▶ [Input for this task]:
-------------------------
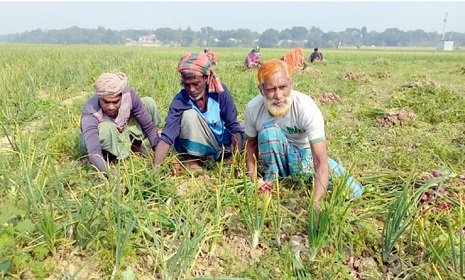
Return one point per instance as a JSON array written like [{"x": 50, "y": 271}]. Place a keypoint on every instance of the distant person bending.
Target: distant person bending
[
  {"x": 115, "y": 120},
  {"x": 202, "y": 117},
  {"x": 316, "y": 56},
  {"x": 211, "y": 56},
  {"x": 295, "y": 59},
  {"x": 253, "y": 59}
]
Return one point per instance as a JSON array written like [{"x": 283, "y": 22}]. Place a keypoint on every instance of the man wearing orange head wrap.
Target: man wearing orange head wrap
[
  {"x": 202, "y": 118},
  {"x": 115, "y": 120},
  {"x": 285, "y": 129}
]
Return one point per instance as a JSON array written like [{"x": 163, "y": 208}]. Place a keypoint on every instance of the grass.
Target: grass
[{"x": 59, "y": 219}]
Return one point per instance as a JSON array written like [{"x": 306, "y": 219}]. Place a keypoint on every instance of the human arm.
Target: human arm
[
  {"x": 89, "y": 129},
  {"x": 321, "y": 176},
  {"x": 236, "y": 142},
  {"x": 251, "y": 149},
  {"x": 161, "y": 151},
  {"x": 147, "y": 122},
  {"x": 228, "y": 114}
]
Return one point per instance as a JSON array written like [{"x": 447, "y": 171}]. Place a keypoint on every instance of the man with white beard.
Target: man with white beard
[{"x": 285, "y": 129}]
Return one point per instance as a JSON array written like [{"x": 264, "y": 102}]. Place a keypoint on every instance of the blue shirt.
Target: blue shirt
[{"x": 221, "y": 114}]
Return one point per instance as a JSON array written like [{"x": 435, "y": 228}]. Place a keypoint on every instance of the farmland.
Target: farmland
[{"x": 394, "y": 118}]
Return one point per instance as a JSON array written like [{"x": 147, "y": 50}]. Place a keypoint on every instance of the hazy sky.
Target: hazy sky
[{"x": 228, "y": 15}]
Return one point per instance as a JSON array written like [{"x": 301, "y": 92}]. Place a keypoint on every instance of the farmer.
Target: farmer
[
  {"x": 202, "y": 117},
  {"x": 295, "y": 59},
  {"x": 316, "y": 56},
  {"x": 285, "y": 129},
  {"x": 253, "y": 58},
  {"x": 115, "y": 120},
  {"x": 211, "y": 55}
]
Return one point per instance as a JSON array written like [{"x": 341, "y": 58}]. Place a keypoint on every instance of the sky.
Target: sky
[{"x": 20, "y": 16}]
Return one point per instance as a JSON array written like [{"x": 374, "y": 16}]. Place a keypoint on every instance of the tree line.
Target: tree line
[{"x": 208, "y": 36}]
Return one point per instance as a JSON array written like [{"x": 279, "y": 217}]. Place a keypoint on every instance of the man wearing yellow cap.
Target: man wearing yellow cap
[
  {"x": 202, "y": 117},
  {"x": 115, "y": 120}
]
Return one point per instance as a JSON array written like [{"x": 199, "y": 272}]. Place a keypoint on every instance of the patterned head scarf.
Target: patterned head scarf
[
  {"x": 199, "y": 63},
  {"x": 109, "y": 84}
]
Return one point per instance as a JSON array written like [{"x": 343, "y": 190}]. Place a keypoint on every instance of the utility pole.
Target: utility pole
[{"x": 444, "y": 28}]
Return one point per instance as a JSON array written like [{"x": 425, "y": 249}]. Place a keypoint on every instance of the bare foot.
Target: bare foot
[{"x": 192, "y": 163}]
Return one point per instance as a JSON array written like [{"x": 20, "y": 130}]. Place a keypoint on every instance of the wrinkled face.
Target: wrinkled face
[
  {"x": 195, "y": 85},
  {"x": 277, "y": 93},
  {"x": 110, "y": 105}
]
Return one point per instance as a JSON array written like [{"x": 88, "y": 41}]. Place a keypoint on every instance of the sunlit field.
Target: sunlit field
[{"x": 394, "y": 118}]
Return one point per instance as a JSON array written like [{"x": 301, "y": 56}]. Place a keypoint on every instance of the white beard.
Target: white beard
[{"x": 279, "y": 111}]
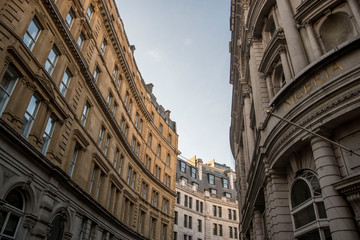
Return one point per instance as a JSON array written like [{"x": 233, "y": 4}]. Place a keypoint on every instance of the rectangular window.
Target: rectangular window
-------------------------
▶ [Try it]:
The required answer is the material repeated exactly, with no images in it.

▶ [Response area]:
Return one point per instance as a JSON array written like [{"x": 50, "y": 271}]. Place a keypoint on every instance of the distant person bending.
Target: distant person bending
[
  {"x": 115, "y": 120},
  {"x": 202, "y": 117},
  {"x": 316, "y": 56},
  {"x": 211, "y": 56},
  {"x": 295, "y": 59},
  {"x": 253, "y": 59}
]
Return one point per instance as a JSON array written like [{"x": 283, "y": 22}]. Place a keypoint on every instance of the man wearing orange head wrap.
Target: man wearing orange head wrap
[
  {"x": 202, "y": 118},
  {"x": 115, "y": 120},
  {"x": 285, "y": 129}
]
Return one point per instance as a JSON array written like [{"x": 163, "y": 208}]. Place a keypoint on every instance of the grass.
Target: grass
[{"x": 59, "y": 219}]
Return one point per instance as a JSON array written like [{"x": 306, "y": 219}]. Place a keypoint on every instance of the human arm.
Target: human arm
[
  {"x": 89, "y": 129},
  {"x": 321, "y": 176},
  {"x": 236, "y": 142},
  {"x": 251, "y": 149},
  {"x": 161, "y": 151},
  {"x": 147, "y": 122},
  {"x": 228, "y": 114}
]
Return one point per instance as a JSON array written like [{"x": 447, "y": 171}]. Place a keypoint on every instance of the man with white beard.
Target: man with white beard
[{"x": 285, "y": 129}]
Return one point per instance as a JSON array written like [{"x": 264, "y": 102}]. Place a keypoint on every instance of the blue shirt.
Target: blue shirt
[{"x": 221, "y": 114}]
Return one point per instance as a JSON array written like [{"x": 435, "y": 228}]. Place a keypoint on every instance of the farmland.
Target: farmland
[{"x": 394, "y": 118}]
Return one point per instance as a JSON array written like [{"x": 147, "y": 50}]. Place a keypoint on every instance of the hazy sky.
Target: hazy sky
[{"x": 228, "y": 15}]
Return one point per instance as a JSON array written like [{"x": 301, "y": 92}]. Place a keypoint on every instance of the farmer.
Target: farmer
[
  {"x": 202, "y": 117},
  {"x": 295, "y": 59},
  {"x": 316, "y": 56},
  {"x": 285, "y": 129},
  {"x": 253, "y": 58},
  {"x": 115, "y": 120},
  {"x": 211, "y": 55}
]
Return one point per instance as a JSON array written like [{"x": 341, "y": 58}]. Place a keypoint on every instance of the sky.
Target: sky
[{"x": 20, "y": 16}]
Return one point per instance as a JSON array written like [{"x": 374, "y": 16}]. Place a keypoint on every instance of the tree line.
Target: tree line
[{"x": 208, "y": 36}]
Return one point per instance as a JSON array written like [{"x": 279, "y": 217}]. Place a keypoint on every instance of the man wearing yellow cap.
Target: man wearing yellow cap
[
  {"x": 202, "y": 117},
  {"x": 115, "y": 120}
]
Return one point per instance as a JSON array written like [{"x": 199, "y": 272}]. Place a keypoint on every instance of the patterned head scarf.
Target: patterned head scarf
[
  {"x": 199, "y": 63},
  {"x": 109, "y": 84}
]
Return one point per instance as a JSON array written like [{"x": 343, "y": 190}]. Place a keypoint on every instance of the utility pole.
Target: utility pole
[{"x": 444, "y": 28}]
Return one point per instance as a JSON array written like [{"x": 425, "y": 249}]. Place a keypoint on every instance of the bare foot.
Target: bare foot
[{"x": 192, "y": 163}]
Return one point per instance as a JSON array written like [{"x": 20, "y": 130}]. Place a keypoint on every instance of the wrinkled face.
Target: wrinkled face
[
  {"x": 195, "y": 85},
  {"x": 277, "y": 93},
  {"x": 110, "y": 105}
]
Return one point per instance as a JSON array written like [{"x": 88, "y": 41}]. Place a keypoint on every instance of the sunlit field.
Target: sunlit field
[{"x": 394, "y": 118}]
Return one point per instance as a JSON array written like [{"x": 301, "y": 56}]. Place a keypoint on every instance of the white beard.
Target: white beard
[{"x": 279, "y": 111}]
Return one point per instance as a JSON array written like [{"x": 233, "y": 4}]. Place a keypoint on every instance of the rectangular window.
Target: rectangular window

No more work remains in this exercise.